Exercise =>
Everything from the line containing "Note: point out the dark leggings" through the final line of the material is to be restated word for word, and only that.

Data for the task =>

* * * * * * * * *

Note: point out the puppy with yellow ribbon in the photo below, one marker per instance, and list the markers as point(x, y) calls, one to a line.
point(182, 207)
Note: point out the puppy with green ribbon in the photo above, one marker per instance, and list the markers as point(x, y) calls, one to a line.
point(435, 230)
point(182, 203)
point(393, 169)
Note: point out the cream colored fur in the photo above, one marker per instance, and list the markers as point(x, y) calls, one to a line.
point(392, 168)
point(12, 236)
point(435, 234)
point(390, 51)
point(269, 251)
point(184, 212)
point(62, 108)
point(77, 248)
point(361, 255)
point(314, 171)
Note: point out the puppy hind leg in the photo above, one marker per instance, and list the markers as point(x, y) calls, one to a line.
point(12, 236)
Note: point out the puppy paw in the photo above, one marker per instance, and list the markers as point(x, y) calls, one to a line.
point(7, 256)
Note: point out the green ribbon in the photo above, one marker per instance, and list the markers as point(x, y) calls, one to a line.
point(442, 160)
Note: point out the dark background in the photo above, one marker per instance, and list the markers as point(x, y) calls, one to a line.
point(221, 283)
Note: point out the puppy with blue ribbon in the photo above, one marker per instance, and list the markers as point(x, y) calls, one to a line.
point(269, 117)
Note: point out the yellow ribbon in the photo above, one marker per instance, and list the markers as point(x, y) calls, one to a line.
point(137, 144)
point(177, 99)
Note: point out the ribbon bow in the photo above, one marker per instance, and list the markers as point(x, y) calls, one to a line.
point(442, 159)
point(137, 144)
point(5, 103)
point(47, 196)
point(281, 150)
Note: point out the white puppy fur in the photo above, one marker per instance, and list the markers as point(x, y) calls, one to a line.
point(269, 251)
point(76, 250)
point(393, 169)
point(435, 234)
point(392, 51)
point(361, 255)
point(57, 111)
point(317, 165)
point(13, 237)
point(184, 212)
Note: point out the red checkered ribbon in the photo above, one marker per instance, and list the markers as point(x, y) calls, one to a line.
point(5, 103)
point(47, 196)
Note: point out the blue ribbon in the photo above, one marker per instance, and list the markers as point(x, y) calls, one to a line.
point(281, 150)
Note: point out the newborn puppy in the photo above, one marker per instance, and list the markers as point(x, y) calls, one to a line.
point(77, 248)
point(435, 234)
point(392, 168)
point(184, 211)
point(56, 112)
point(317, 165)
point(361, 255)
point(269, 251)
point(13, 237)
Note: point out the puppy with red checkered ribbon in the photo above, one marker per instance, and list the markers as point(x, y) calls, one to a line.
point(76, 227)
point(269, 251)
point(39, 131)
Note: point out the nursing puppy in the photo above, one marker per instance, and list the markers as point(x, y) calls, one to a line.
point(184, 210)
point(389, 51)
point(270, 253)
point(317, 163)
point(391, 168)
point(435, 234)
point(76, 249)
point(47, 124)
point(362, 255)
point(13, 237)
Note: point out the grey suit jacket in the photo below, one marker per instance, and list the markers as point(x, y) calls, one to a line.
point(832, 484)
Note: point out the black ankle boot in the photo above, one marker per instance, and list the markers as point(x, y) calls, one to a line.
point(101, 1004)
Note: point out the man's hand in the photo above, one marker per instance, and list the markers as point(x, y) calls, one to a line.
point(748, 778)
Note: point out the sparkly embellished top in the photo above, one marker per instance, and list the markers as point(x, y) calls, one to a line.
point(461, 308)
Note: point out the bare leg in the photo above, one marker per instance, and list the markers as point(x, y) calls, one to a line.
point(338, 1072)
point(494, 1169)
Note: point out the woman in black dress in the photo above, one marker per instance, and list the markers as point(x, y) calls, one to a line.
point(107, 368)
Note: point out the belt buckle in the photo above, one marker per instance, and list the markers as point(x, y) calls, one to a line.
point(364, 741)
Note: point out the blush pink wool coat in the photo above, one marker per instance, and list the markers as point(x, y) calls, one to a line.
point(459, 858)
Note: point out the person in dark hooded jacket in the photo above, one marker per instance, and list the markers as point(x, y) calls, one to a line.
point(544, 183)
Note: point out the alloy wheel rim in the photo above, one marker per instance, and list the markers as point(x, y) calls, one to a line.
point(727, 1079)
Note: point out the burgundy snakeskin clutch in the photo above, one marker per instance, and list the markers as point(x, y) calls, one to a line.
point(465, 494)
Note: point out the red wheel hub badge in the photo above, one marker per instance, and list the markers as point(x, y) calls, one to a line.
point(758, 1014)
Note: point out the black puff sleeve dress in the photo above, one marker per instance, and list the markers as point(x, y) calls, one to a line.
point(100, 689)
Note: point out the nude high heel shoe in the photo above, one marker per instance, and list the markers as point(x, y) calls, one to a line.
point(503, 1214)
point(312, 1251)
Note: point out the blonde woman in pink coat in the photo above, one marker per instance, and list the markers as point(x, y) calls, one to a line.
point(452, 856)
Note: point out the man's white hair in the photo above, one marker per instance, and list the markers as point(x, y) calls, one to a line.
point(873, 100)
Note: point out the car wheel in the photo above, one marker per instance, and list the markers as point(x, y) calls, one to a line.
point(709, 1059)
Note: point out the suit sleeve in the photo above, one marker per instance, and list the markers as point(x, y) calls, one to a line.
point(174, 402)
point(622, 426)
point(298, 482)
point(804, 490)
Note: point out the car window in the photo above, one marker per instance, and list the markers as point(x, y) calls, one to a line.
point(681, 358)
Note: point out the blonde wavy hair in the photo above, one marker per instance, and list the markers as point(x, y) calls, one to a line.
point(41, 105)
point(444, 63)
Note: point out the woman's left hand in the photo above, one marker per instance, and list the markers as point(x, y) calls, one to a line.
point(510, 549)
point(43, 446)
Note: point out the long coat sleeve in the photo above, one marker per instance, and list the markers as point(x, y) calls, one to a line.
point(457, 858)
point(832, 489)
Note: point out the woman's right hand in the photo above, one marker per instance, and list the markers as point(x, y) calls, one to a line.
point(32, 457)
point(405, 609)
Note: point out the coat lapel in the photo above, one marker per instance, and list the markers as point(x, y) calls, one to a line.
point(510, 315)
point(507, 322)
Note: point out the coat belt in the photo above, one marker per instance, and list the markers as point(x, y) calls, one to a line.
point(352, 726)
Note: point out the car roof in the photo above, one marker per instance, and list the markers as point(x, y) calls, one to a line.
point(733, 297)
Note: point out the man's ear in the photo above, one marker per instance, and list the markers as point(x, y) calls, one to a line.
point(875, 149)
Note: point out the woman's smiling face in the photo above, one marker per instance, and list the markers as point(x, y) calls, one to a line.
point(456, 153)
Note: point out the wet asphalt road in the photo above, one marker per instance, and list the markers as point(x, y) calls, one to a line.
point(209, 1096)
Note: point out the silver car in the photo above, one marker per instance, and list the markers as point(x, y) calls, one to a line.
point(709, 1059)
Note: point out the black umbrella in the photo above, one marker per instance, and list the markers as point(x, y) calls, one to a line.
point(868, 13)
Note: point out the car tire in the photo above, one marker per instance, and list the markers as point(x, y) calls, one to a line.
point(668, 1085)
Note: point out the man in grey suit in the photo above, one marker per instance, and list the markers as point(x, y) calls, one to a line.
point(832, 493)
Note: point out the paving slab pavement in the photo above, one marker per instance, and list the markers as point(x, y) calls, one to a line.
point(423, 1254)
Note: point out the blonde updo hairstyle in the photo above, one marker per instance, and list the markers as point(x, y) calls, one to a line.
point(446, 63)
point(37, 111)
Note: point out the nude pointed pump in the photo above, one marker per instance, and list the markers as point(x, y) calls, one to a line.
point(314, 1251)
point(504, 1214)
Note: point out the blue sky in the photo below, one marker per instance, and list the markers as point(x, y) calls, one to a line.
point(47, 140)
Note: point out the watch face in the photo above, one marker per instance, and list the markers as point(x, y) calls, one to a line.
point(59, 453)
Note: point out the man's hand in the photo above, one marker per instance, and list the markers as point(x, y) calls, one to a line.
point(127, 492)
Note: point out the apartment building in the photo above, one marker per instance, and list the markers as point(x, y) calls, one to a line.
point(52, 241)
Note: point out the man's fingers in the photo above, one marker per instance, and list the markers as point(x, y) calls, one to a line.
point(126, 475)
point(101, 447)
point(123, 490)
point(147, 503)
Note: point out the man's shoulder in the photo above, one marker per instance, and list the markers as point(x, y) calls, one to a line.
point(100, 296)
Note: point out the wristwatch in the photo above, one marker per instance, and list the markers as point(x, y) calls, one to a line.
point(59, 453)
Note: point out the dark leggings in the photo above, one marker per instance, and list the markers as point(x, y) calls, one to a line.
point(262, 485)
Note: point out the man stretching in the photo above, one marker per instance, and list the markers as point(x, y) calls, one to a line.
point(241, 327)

* * * * * * * * *

Written answer =>
Note: point out the dark leggings in the photo above, one marker per instance, and list the markers as point(x, y) calls, one to a line.
point(262, 485)
Note: point out the man stretching in the photo above, one marker per instance, and list the markers as point(x, y) calls, one to a line.
point(241, 327)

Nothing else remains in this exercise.